= Task brief =
Copy the entries again, beginning at the line that has "Where can the light" and ending at the last entry. Substitute "marker" for each "pin" and keep everything else the same.

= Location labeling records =
[start]

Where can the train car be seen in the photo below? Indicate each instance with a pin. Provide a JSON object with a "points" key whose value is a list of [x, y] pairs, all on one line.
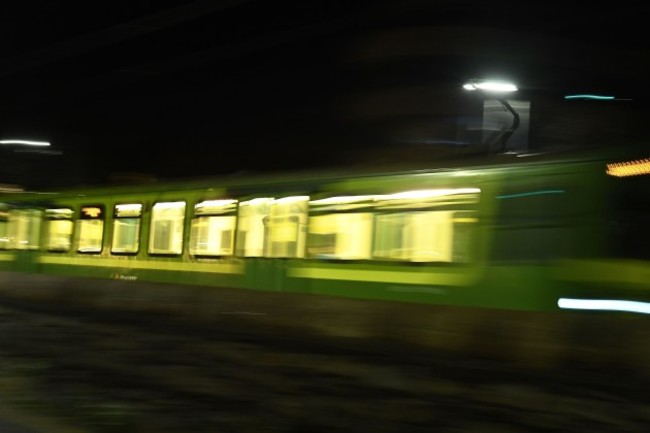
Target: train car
{"points": [[488, 259], [519, 233]]}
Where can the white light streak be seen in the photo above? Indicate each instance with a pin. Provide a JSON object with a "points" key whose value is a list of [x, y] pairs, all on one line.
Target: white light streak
{"points": [[215, 203], [26, 142], [128, 207], [429, 193], [491, 86], [604, 305]]}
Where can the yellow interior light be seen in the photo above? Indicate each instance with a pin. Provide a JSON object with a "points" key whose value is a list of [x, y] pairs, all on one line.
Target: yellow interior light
{"points": [[629, 168]]}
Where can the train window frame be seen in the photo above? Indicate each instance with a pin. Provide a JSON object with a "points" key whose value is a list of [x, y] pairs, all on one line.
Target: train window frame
{"points": [[415, 208], [4, 228], [286, 226], [129, 211], [89, 217], [209, 218], [332, 235], [251, 230], [176, 230], [64, 238]]}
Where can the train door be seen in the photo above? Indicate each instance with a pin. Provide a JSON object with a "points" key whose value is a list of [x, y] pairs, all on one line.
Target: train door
{"points": [[23, 236]]}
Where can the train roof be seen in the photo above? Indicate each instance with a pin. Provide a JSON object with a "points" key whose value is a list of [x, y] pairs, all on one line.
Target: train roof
{"points": [[244, 180]]}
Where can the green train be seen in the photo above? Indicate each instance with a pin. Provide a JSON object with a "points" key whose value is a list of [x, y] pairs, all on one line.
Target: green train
{"points": [[513, 232]]}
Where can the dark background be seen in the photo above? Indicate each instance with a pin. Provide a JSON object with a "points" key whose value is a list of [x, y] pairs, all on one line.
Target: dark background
{"points": [[139, 90]]}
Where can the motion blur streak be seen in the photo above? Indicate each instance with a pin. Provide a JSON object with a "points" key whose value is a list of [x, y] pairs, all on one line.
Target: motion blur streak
{"points": [[604, 305]]}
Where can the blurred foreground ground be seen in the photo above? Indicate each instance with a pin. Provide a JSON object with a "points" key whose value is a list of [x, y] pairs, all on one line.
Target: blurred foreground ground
{"points": [[144, 374]]}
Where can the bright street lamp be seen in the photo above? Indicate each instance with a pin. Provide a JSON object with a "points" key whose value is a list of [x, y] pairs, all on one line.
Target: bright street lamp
{"points": [[497, 89]]}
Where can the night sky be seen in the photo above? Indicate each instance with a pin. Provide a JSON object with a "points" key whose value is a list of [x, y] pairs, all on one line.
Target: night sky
{"points": [[137, 90]]}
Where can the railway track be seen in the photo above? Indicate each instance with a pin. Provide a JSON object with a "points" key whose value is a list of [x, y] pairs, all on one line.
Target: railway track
{"points": [[146, 374]]}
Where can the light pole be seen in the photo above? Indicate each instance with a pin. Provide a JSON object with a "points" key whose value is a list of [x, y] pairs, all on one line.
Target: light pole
{"points": [[497, 90]]}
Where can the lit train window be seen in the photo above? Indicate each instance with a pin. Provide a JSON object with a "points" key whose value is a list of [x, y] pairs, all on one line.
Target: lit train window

[end]

= Output for this exercise =
Where can the light pole be seen in the photo above? Indicate each instance with a marker. Provide a JSON object with a "points" key whose value is a list of [x, y] pairs, all on one line.
Target: light pole
{"points": [[497, 90]]}
Where can the lit train window be seen in the photo above? Indicate each instance with a marker. Provide a JSON object with a "points" key whose value is a list of [x, y] pairs, all on one line.
Target: lit train window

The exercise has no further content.